== Task input ==
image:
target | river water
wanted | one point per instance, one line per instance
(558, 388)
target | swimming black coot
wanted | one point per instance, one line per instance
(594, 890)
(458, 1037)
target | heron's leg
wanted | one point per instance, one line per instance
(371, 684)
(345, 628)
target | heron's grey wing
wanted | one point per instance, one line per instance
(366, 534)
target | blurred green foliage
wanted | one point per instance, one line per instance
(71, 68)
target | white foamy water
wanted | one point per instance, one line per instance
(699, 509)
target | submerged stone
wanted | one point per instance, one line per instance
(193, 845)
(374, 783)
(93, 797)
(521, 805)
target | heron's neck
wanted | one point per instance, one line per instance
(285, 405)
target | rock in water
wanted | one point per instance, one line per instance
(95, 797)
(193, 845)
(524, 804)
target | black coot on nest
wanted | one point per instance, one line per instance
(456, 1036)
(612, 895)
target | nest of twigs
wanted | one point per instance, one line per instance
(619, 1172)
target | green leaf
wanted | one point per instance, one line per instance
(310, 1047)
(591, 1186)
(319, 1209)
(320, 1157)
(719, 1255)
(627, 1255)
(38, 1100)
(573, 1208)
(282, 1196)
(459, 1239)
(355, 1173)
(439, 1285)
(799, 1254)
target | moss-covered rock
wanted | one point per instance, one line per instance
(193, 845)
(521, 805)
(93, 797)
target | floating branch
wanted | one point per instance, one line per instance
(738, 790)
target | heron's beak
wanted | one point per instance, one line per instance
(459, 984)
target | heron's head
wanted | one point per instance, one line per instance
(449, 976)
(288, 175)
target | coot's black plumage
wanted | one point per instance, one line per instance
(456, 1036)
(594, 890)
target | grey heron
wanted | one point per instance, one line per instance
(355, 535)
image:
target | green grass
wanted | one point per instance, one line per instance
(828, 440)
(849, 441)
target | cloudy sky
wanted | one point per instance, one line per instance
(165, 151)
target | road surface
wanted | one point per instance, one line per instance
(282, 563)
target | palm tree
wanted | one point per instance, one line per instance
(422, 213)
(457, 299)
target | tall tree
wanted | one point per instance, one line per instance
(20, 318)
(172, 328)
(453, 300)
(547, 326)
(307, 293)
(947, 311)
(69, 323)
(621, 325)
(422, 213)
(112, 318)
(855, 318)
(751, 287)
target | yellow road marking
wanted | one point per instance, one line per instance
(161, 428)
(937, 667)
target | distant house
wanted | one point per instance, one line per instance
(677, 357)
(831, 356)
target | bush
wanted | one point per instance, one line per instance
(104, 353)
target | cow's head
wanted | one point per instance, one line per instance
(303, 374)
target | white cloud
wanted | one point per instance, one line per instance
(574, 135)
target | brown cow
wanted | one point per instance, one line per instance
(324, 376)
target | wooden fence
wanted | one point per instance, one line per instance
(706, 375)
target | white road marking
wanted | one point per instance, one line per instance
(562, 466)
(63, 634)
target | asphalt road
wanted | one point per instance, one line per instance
===
**What is required:**
Write all the data out again, exactly.

**Answer:**
image:
target | river water
wanted | one point per instance, one line per instance
(558, 388)
target | swimming black coot
wanted | one point per instance, one line per instance
(594, 890)
(458, 1037)
target | heron's leg
wanted | one point per instance, one line per instance
(371, 684)
(345, 628)
target | heron's grey wing
wanted | one point per instance, one line per instance
(366, 534)
target | blurred green foliage
wanted | one point per instance, one line per instance
(71, 68)
target | white foamy water
wanted | one point per instance, one line per instance
(699, 509)
target | submerged stone
wanted | one point per instance, one line per instance
(193, 845)
(374, 783)
(93, 797)
(521, 805)
target | heron's neck
wanted | one point per instance, one line per instance
(285, 405)
target | rock in water
wanted | one point per instance, one line per instance
(95, 797)
(193, 845)
(524, 804)
target | black coot on nest
wanted | one point per instance, one line per instance
(456, 1036)
(612, 895)
target | nest of twigs
wanted | one point per instance, one line per instance
(619, 1172)
target | green leaf
wanted | one point per instance, one line per instance
(310, 1047)
(591, 1186)
(319, 1209)
(320, 1157)
(719, 1255)
(627, 1255)
(38, 1100)
(573, 1208)
(282, 1196)
(459, 1239)
(355, 1173)
(439, 1285)
(799, 1254)
target | moss-covered rock
wanted | one point per instance, one line per instance
(193, 845)
(521, 805)
(93, 797)
target | floating branch
wanted | one point per instance, one line per instance
(738, 790)
target | heron's beak
wanted | one point per instance, one line per instance
(459, 984)
target | heron's head
wanted | one point per instance, one line per instance
(449, 976)
(288, 175)
target | coot's black plumage
wanted | one point per instance, one line per instance
(456, 1036)
(594, 890)
target | grey heron
wanted | one point per instance, one line per instance
(355, 535)
image:
target | green grass
wanted | one point per instance, one line per instance
(828, 440)
(849, 441)
target | cloudy sky
wanted | one point per instance, one line per instance
(165, 151)
target | road surface
wanted | one point per instance, one line per instance
(282, 563)
target | palm tree
wanted | one point per instance, one line per instance
(422, 213)
(457, 299)
target | tall tree
wanted | one point per instance, one line per instance
(20, 318)
(172, 328)
(453, 300)
(547, 326)
(307, 293)
(947, 311)
(69, 323)
(621, 325)
(422, 213)
(112, 318)
(855, 318)
(751, 287)
target | yellow road marking
wanted | one point per instance, one line per instance
(161, 428)
(937, 667)
target | distant house
wanted | one point per instance, one line per instance
(677, 357)
(831, 356)
target | bush
wanted | one point per instance, one line per instance
(104, 353)
target | cow's head
wanted | one point per instance, one line per instance
(303, 374)
target | white cloud
wanted | one point per instance, one line per instance
(574, 135)
target | brown cow
wanted | one point per instance, one line per instance
(324, 376)
target | wooden fence
wanted | one point per instance, one line per instance
(706, 375)
target | white road marking
wanted | one point per instance, one line per instance
(562, 466)
(63, 634)
target | asphalt road
wanted | one point per instance, one line per instance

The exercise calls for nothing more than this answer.